• **Selected extract**:
In some, but not all, versions of the Sumerian King List, Eridu is the first of five cities where kingship was received before a flood came over the land. The Sumerian King List mentions two kings of Eridu: Alulim, who ruled for 28,800 years, and Alalngar, who ruled for 36,000 years. Adapa, a man of Eridu, is depicted as an early culture hero. He was considered to have brought civilization to the city as the sage of King Alulim.

In Sumerian mythology, Eridu was the home of the Abzu temple of the god Enki, the Sumerian counterpart of the Akkadian god Ea, god of deep waters, wisdom and magic. Like all the Sumerian and Babylonian gods, Enki/Ea began as a local god who, according to the later cosmology, came to share the rule of the cosmos with Anu and Enlil. His kingdom was the sweet waters that lay below earth (Sumerian ab=water; zu=far).

The stories of Inanna, goddess of Uruk, describe how she had to go to Eridu in order to receive the gifts of civilization. At first Enki, the god of Eridu, attempted to retrieve these sources of his power but later willingly accepted that Uruk now was the centre of the land. This seems to be a mythical reference to the transfer of power northward.

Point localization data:

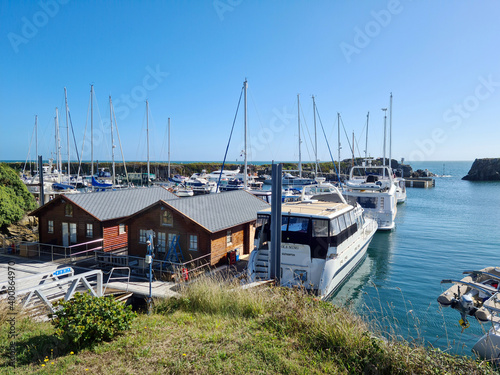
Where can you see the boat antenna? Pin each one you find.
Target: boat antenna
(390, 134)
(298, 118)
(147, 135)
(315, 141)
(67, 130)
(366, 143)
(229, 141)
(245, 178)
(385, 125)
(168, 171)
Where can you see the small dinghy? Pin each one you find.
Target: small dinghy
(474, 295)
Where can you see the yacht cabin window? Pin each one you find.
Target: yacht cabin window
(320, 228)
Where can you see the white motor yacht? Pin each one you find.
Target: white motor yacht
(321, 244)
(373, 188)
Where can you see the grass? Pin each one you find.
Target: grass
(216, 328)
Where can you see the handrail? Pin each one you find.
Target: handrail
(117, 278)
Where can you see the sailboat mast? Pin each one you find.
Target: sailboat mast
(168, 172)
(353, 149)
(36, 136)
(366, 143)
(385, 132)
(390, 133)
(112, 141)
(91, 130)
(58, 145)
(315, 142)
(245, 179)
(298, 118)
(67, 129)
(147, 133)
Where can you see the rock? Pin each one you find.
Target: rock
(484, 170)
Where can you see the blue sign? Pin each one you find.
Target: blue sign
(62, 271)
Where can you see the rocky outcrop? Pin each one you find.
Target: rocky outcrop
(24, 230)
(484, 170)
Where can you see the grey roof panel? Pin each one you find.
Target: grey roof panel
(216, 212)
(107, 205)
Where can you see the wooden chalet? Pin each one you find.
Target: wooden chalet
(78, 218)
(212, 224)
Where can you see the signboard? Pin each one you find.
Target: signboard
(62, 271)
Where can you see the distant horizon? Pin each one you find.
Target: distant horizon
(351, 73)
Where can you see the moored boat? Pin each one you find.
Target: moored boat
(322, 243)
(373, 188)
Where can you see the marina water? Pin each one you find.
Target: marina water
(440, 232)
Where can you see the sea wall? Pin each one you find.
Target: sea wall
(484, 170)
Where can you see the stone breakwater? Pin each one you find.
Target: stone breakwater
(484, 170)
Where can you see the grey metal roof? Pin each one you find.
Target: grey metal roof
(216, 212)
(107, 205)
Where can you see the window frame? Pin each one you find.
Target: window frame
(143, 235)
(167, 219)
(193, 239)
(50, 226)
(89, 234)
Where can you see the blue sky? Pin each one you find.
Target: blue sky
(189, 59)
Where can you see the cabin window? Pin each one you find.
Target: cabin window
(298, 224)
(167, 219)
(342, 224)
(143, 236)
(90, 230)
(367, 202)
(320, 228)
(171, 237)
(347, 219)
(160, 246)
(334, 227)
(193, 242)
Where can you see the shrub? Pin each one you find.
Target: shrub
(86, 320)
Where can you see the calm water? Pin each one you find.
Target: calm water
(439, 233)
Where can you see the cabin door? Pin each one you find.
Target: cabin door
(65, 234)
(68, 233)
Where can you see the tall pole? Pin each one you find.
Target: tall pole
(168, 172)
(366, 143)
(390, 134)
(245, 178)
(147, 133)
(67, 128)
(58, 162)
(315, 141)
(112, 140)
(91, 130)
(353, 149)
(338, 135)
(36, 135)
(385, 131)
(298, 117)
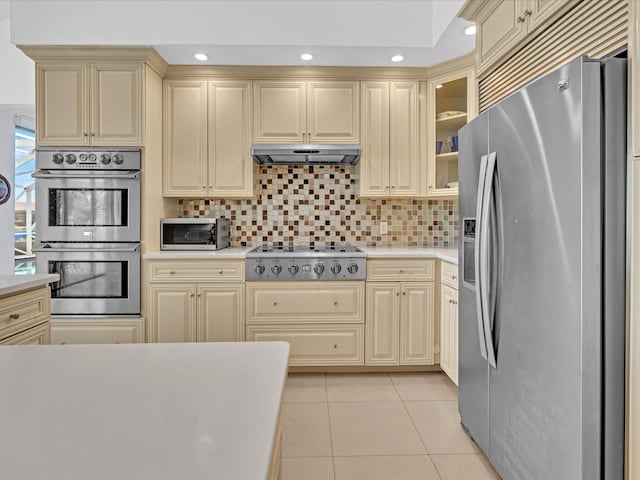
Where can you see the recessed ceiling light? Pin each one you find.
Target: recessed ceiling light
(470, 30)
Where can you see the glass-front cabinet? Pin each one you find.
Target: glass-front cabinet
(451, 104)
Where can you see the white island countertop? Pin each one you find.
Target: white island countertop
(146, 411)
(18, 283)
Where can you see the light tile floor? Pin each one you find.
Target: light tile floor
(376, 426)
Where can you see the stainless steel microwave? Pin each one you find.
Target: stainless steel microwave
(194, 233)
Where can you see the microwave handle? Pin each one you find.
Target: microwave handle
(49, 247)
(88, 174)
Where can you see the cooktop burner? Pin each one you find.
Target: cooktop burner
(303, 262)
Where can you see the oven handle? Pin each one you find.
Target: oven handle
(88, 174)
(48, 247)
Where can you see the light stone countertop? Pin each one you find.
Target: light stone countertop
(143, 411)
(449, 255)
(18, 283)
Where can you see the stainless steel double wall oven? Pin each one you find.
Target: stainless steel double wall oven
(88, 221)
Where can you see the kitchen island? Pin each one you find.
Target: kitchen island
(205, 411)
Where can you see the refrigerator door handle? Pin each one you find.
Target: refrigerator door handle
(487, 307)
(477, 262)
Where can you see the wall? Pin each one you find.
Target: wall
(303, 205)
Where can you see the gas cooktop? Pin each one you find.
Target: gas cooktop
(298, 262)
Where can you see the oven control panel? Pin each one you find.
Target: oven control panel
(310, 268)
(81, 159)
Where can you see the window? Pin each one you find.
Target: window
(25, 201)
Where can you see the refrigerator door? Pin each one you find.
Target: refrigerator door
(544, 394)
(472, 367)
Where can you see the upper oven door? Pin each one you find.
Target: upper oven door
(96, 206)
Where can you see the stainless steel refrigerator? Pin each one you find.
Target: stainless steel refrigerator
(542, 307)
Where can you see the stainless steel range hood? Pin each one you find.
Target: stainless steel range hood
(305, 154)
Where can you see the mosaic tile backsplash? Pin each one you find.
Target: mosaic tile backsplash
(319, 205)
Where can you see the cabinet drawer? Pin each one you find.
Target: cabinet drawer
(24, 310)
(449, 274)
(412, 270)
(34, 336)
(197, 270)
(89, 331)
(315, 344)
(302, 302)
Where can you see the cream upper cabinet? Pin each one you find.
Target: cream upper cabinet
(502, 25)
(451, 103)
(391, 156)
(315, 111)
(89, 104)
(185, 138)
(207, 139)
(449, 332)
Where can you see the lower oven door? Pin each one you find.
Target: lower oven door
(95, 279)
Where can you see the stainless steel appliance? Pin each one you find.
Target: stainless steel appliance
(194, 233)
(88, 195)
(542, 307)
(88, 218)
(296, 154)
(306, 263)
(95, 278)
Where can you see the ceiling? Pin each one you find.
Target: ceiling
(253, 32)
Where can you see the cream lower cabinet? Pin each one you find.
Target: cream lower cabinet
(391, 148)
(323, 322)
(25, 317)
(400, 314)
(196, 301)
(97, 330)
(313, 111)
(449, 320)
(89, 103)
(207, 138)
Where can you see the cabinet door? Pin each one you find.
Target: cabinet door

• **Directions for this task**: Retype the passage on Eridu from "In Sumerian mythology, Eridu" to "(Sumerian ab=water; zu=far).". You can leave the lines above aside.

• **Finished exercise**:
In Sumerian mythology, Eridu was the home of the Abzu temple of the god Enki, the Sumerian counterpart of the Akkadian god Ea, god of deep waters, wisdom and magic. Like all the Sumerian and Babylonian gods, Enki/Ea began as a local god who, according to the later cosmology, came to share the rule of the cosmos with Anu and Enlil. His kingdom was the sweet waters that lay below earth (Sumerian ab=water; zu=far).